§ **Prompt**: Each line from the first down to the one containing "Provide the mask" should be returned exactly as it appears below.

(Stored data)
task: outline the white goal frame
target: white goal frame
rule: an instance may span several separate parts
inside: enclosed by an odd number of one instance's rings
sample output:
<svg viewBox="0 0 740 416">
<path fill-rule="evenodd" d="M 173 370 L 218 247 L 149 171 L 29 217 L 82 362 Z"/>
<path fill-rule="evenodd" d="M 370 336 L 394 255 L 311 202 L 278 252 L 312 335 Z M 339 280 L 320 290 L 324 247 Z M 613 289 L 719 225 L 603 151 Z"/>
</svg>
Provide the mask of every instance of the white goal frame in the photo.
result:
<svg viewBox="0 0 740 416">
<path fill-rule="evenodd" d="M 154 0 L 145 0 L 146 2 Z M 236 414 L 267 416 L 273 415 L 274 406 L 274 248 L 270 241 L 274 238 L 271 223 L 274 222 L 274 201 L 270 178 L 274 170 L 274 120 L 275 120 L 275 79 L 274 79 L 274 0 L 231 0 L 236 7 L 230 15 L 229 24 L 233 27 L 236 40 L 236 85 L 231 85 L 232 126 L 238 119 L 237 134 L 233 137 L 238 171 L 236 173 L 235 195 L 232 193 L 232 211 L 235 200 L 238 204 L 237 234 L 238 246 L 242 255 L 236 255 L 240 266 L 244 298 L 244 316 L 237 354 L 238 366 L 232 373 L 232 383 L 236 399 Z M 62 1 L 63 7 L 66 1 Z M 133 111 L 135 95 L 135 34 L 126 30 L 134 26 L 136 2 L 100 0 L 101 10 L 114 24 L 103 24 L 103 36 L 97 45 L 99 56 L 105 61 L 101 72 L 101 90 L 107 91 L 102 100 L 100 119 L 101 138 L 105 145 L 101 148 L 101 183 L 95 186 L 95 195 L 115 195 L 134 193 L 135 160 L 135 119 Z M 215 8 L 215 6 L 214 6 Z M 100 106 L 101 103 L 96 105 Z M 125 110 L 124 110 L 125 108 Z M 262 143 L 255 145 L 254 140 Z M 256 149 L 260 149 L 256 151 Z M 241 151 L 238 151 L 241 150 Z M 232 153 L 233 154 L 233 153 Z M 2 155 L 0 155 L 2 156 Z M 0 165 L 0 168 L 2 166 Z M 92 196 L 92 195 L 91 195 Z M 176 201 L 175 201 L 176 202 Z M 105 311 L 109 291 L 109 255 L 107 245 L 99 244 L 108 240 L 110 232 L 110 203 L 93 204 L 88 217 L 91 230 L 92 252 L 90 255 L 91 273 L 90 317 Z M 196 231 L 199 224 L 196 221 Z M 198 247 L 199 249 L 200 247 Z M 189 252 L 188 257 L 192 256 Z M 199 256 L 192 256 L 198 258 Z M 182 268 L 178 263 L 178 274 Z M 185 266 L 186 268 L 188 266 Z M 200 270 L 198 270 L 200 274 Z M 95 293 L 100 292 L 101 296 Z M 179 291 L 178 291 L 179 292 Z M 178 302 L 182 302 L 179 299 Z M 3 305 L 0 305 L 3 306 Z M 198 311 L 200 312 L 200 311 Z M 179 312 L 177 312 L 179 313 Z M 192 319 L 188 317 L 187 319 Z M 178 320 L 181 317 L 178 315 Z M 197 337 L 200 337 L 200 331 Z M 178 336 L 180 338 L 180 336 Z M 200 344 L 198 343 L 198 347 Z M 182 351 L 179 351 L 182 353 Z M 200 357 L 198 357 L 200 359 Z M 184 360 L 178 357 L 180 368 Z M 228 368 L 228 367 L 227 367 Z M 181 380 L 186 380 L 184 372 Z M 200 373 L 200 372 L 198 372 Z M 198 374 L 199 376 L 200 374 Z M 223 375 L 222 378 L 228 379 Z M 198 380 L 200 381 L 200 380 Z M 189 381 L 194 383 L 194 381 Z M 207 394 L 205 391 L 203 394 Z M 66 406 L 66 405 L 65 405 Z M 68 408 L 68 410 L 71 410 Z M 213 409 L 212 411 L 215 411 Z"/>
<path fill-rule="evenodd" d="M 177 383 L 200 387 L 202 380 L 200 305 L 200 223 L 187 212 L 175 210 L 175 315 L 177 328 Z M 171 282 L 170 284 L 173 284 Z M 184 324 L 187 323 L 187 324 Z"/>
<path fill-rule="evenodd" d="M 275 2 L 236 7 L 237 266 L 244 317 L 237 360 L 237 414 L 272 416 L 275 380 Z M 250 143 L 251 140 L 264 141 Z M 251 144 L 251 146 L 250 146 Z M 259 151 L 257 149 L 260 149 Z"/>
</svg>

§ **Task response**:
task: outline the white goal frame
target: white goal frame
rule: an instance may span several separate parts
inside: enclosed by an odd number of one instance's rings
sample output:
<svg viewBox="0 0 740 416">
<path fill-rule="evenodd" d="M 173 370 L 218 247 L 149 171 L 29 217 L 82 362 Z"/>
<path fill-rule="evenodd" d="M 370 336 L 394 255 L 311 202 L 278 252 L 312 335 Z M 339 280 L 320 290 L 324 247 Z M 613 289 L 719 225 L 603 151 Z"/>
</svg>
Provide the mask of every instance of the white goal frame in the photo.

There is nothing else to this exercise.